● **TEXT EXCERPT**:

New York movies: The 100 best films set in New York City
From King Kong's spire down to the scummiest subway tunnel, TONY ranks the definitive list of the 100 best New York movies: crime dramas, romantic comedies, documentaries and more.
Tue Jul 3 2012
Carnal Knowledge (1971)
Romantic dissatisfaction and a very Gothamite certainty that there’s always someone better out there shape Mike Nichols’s damning portrait of former college roommates (Art Garfunkel and Jack Nicholson). They navigate 25 years of shifting urban sexual mores but never find what they’re looking for.—Alison Willmore
The Squid and the Whale (2005)
Noah Baumbach’s razor-edged semiautobiographical dramedy is set in a 1980s Brooklyn intellectual community that’s since devoured half the borough. For its cathartic image (see title), the movie revisits a childhood memory likely shared by any impressionable museumgoer of a certain age.—Alison Willmore
Margaret (2011)
Kenneth Lonergan’s ragged masterpiece, haunted by personal and municipal trauma, showcases better than any film the flux of 8 million individual stories going at once. It also captures the way that a life-shaking, permanently altering experience for one teenager (the riveting Anna Paquin) can be just another glittering point in the kaleidoscope of the city.—Alison Willmore
Klute (1971)
Jane Fonda won an Academy Award for her portrayal of a cynical actor (this town is full of them) moonlighting as a Big Apple prostitute. After she’s caught up in the mysterious disappearance of a business executive, director Alan J. Pakula and cinematographer Gordon Willis turn the city streets and alleys into a shadowy paranoiac’s nightmare.—Keith Uhlich
Kramer vs. Kramer (1979)

● **REQUIREMENT 1**: Retype the part of the records that starts with the line containing "Each <instance> should" and ends with the line containing "box: [76, 242, 94, 263]", including both of those lines.
The records have no connection to the text about New York movies.

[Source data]
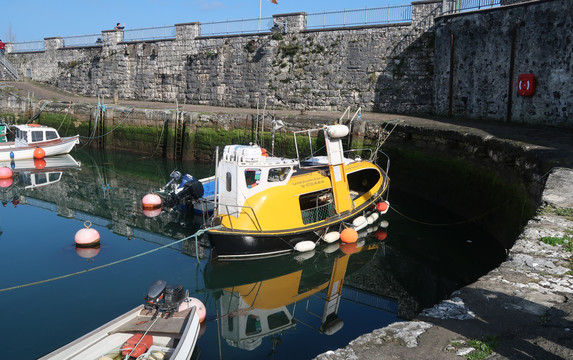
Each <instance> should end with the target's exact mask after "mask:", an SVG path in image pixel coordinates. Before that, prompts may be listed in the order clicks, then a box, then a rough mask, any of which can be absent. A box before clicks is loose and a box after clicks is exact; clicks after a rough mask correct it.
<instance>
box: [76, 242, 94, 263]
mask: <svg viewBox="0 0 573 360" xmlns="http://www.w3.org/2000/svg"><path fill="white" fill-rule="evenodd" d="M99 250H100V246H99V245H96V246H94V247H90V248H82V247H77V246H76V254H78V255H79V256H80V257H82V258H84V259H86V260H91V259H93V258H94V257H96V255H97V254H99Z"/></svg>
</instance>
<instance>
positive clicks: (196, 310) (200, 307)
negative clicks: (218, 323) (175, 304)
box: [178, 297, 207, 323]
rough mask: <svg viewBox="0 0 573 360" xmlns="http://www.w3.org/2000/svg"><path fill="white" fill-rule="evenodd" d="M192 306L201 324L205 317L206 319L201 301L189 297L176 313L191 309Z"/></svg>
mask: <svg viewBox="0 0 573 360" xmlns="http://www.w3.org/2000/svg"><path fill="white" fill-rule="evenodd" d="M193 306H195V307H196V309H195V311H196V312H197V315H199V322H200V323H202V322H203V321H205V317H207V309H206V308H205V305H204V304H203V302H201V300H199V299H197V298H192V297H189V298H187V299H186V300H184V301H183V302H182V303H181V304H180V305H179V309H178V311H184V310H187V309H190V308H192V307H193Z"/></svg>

--

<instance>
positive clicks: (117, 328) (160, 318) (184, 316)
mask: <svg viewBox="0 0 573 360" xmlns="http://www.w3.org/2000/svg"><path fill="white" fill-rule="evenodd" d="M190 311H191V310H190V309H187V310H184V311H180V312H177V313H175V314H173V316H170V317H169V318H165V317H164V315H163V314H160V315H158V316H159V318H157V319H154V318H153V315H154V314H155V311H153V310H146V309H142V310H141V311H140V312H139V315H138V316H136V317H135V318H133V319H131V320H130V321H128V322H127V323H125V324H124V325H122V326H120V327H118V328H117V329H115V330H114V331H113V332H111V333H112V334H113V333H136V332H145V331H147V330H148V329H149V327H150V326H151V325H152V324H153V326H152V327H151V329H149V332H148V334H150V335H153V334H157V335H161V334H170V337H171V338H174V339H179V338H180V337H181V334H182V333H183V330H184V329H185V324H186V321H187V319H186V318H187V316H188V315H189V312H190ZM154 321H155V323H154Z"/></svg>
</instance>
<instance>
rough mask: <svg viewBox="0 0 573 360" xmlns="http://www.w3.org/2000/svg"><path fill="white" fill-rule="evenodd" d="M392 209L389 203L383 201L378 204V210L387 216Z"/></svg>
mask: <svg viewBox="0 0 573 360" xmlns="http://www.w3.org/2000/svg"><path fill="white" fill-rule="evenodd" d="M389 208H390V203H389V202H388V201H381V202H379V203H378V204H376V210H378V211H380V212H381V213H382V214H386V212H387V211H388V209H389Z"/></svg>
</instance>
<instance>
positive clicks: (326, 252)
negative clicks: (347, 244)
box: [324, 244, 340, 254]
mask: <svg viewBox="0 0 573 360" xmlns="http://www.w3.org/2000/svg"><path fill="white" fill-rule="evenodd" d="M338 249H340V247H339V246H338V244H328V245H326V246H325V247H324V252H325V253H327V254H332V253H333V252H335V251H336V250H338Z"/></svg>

● **REQUIREMENT 2**: According to the list of the best New York movies, why did Jane Fonda win an Academy Award for Klute?

● **EXPECTED ANSWER 1**:
Each <instance> should end with the target's exact mask after "mask:", an SVG path in image pixel coordinates. Before that, prompts may be listed in the order clicks, then a box, then a rough mask, any of which can be absent. A box before clicks is loose and a box after clicks is exact; clicks after a rough mask correct it.
<instance>
box: [76, 242, 94, 263]

● **EXPECTED ANSWER 2**: Jane Fonda won the award for her portrayal of a cynical actor who moonlights as a prostitute in New York.